» **Written problem**:
Can you copy every one of the records below, word for word and unchanged?

(Data entries)
____
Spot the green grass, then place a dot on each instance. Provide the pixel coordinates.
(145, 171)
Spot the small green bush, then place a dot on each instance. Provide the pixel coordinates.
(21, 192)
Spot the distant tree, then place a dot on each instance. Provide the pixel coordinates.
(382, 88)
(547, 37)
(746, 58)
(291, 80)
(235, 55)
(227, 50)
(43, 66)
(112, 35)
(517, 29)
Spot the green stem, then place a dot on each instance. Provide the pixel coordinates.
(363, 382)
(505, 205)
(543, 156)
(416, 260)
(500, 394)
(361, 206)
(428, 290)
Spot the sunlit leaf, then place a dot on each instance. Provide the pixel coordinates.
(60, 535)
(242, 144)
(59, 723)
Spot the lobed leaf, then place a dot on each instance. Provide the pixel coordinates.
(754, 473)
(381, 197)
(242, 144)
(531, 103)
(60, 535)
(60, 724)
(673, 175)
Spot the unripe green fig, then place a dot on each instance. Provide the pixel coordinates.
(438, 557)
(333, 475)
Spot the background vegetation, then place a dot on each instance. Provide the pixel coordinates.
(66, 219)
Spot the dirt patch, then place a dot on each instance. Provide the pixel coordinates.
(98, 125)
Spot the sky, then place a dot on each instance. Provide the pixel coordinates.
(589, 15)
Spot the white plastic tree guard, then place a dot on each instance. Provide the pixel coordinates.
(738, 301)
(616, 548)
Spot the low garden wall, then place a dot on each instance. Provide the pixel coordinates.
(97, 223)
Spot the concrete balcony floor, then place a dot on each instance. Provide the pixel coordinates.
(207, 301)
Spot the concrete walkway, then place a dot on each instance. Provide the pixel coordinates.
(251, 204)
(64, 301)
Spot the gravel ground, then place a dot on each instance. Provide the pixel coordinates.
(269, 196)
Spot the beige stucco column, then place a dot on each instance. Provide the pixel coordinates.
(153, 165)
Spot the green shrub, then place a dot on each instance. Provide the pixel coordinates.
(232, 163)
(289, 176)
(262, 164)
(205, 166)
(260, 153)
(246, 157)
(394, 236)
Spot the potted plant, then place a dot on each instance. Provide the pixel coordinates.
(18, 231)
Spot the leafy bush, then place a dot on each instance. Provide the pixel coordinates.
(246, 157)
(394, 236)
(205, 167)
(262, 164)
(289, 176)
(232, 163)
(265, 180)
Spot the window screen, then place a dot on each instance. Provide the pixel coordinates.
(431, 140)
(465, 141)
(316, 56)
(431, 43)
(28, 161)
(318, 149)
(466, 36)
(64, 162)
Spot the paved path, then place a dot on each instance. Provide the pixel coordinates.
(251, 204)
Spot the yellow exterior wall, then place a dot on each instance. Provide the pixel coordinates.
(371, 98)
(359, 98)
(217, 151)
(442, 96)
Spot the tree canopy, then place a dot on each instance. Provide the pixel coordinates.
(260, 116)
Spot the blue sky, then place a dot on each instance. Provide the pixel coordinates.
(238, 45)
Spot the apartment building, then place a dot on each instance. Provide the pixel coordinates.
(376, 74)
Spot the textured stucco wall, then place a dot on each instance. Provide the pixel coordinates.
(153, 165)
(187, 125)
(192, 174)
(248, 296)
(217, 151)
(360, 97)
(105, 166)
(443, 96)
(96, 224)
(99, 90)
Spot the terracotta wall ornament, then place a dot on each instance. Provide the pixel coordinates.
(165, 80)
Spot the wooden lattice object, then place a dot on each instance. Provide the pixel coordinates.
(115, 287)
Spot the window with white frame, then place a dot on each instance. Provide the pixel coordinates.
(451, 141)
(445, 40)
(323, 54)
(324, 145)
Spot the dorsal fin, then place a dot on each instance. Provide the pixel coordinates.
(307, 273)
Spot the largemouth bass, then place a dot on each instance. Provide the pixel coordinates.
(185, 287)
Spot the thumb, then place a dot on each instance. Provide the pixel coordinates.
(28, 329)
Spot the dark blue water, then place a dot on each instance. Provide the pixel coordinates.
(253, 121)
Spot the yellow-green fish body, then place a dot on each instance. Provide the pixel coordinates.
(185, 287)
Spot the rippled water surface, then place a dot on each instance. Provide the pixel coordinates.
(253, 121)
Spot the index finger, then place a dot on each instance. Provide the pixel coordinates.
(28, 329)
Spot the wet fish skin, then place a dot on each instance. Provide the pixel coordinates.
____
» **Full answer**:
Spot the green grass, then place a dot on each instance. Provide the pixel coordinates.
(145, 171)
Spot the small green bush, then place a dot on each instance. Provide the pixel coordinates.
(21, 192)
Spot the distant tree, then place a dot on each instance. Provide the pixel coordinates.
(382, 88)
(547, 37)
(746, 58)
(291, 80)
(235, 55)
(227, 50)
(43, 66)
(112, 35)
(517, 29)
Spot the green stem, then place a dot on each instance. Provide the pixel coordinates.
(363, 382)
(505, 205)
(543, 156)
(416, 260)
(500, 394)
(361, 206)
(428, 290)
Spot the sunlit leaf, then place a dot on each instance. Provide the pixel coordinates.
(60, 535)
(242, 144)
(59, 723)
Spot the lobed leaf, then place a dot on each instance. Provide the pixel coordinates.
(754, 473)
(381, 197)
(242, 144)
(531, 103)
(60, 535)
(60, 724)
(673, 175)
Spot the unripe green fig, then place a dot on each instance. Provide the pixel coordinates.
(438, 557)
(333, 475)
Spot the background vegetation, then place a dot on each instance. Provide the pixel coordinates.
(66, 219)
Spot the dirt patch, then place a dot on each instance. Provide the pixel coordinates.
(98, 125)
Spot the sky, then place a dot on each instance. Provide the pixel coordinates.
(589, 15)
Spot the white plastic tree guard, then place a dot on each instance. Provide the pixel coordinates.
(738, 301)
(616, 548)
Spot the low garden wall, then place a dot on each instance. Provide the pixel coordinates.
(97, 223)
Spot the concrete balcony floor, then place a dot on each instance. Provide the pixel coordinates.
(207, 301)
Spot the concrete walkway, then place a dot on each instance. Provide the pixel coordinates.
(251, 204)
(64, 301)
Spot the gravel ground, then place a dot on each instance. Provide the pixel coordinates.
(269, 196)
Spot the beige stucco column, then place a dot on each instance. Provide the pixel coordinates.
(153, 165)
Spot the green shrub, then place a dot on each instance. Provide the pixel coordinates.
(232, 163)
(289, 176)
(262, 164)
(205, 166)
(260, 153)
(246, 157)
(394, 236)
Spot the potted plant, then place a dot on each instance. Provide the pixel coordinates.
(18, 231)
Spot the leafy bush, then place a dot on each instance. Provide the pixel coordinates.
(246, 157)
(394, 236)
(205, 167)
(262, 164)
(289, 176)
(232, 163)
(265, 180)
Spot the window screen, then place a dot on each instance. Provide the pixel coordinates.
(431, 140)
(465, 141)
(316, 56)
(431, 43)
(28, 161)
(318, 149)
(466, 36)
(64, 162)
Spot the paved path, then place a dot on each instance. Provide the pixel coordinates.
(251, 204)
Spot the yellow exterior wall, then place a dot on each instance. Provide the pixel coordinates.
(371, 98)
(359, 98)
(217, 151)
(442, 96)
Spot the tree canopy, then place a dot on each instance. Provide the pixel coordinates.
(260, 116)
Spot the blue sky, then place a dot on each instance. Provide the pixel coordinates.
(238, 45)
Spot the apartment building, then place a dot on each instance. Provide the pixel coordinates.
(376, 74)
Spot the textured stucco wall, then place a dot on each instance. Provide the pixel coordinates.
(153, 165)
(187, 125)
(192, 174)
(248, 296)
(217, 151)
(360, 97)
(105, 166)
(443, 96)
(96, 224)
(99, 90)
Spot the terracotta wall ornament, then place a dot on each instance. Provide the pixel coordinates.
(165, 80)
Spot the wooden lattice object, then place a dot on each instance. Provide the pixel coordinates.
(115, 287)
Spot the window with white frame, then place a dot on each instance. Provide the pixel coordinates.
(451, 141)
(445, 40)
(323, 54)
(324, 145)
Spot the dorsal fin, then place a dot on each instance. Provide the pixel coordinates.
(307, 273)
Spot the largemouth bass, then place a dot on each instance. Provide the pixel coordinates.
(185, 287)
Spot the thumb, then place a dot on each instance. Provide the pixel coordinates.
(28, 329)
Spot the dark blue water, then place a dot on each instance. Provide the pixel coordinates.
(253, 121)
Spot the yellow-green fish body, then place a dot on each instance. Provide the pixel coordinates.
(185, 287)
Spot the rippled water surface, then place a dot on each instance. Provide the pixel coordinates.
(253, 121)
Spot the index finger, then place a dot on each instance. Provide the pixel coordinates.
(28, 329)
Spot the wet fish skin, then place a dot on each instance. Provide the pixel coordinates.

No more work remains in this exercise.